__Exercise A__:
Gather every line of the records that contains the word "sock".

────

Analytical criticism – argumentation – is an essential part of Judaism. We see argumentation in the Mishnah and Talmud, in every student’s education in a kollel, yeshiva or Hebrew school. But we must always note that arguments are aimed at reasoning and conclusions, they are not ad homenim (aimed at a person)
In a deductive argument, premises guarantee the truth of the conclusion – but that is hard to do in religion, in general. So we usually see a combination of deductive argumentation, with some amount of inductive argument (one in which logic provides reasons for supporting the conclusion’s probable truth.)
In rabbinical Judaism, our premises are not secular atheism, or Christian texts, or Muslim, Hindu or Buddhist texts.
Our premises start with the Torah (five books of Moses) and Tanakh (Hebrew Bible), and read them through the evolving tradition of our oral law – including the Mishnah, Tosefta, Midrash, the two Talmuds and the responsa literature.
Responsa (Hebrew: She’elot u-Teshuvot, שאלות ותשובות , questions and answers”) comprise the body of written decisions given by poskim (“deciders of Jewish law”)

────

__Exercise B__:
Reproduce the part of the passage on argument in Judaism starting at "Analytical criticism –" and ending at "at a person)".

────

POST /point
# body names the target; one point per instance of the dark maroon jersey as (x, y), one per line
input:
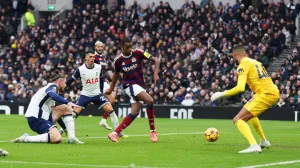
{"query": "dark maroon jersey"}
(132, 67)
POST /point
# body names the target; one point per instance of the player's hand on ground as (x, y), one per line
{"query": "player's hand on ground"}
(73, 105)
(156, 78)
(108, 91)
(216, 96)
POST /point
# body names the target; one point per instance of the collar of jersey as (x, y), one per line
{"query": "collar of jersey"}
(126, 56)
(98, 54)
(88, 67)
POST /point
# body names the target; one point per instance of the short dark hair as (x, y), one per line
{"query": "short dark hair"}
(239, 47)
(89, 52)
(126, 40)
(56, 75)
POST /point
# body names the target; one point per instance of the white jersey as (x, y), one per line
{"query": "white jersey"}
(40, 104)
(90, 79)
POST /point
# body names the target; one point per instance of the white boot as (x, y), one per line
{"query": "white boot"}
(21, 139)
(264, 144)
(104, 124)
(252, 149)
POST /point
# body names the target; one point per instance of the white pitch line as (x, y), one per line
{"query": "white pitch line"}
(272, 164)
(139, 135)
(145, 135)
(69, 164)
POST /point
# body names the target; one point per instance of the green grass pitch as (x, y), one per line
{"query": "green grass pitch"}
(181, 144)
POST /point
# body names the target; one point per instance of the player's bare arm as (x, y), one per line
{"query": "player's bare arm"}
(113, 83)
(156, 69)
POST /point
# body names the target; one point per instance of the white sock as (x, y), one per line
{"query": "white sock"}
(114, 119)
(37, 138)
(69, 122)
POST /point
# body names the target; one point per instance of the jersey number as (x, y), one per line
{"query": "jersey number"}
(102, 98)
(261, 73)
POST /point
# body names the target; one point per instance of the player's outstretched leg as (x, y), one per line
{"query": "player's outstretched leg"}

────

__Task response A__:
# body names the target; one point per instance of the white sock as (x, y), one per line
{"query": "white sock"}

__Task response B__:
Analytical criticism – argumentation – is an essential part of Judaism. We see argumentation in the Mishnah and Talmud, in every student’s education in a kollel, yeshiva or Hebrew school. But we must always note that arguments are aimed at reasoning and conclusions, they are not ad homenim (aimed at a person)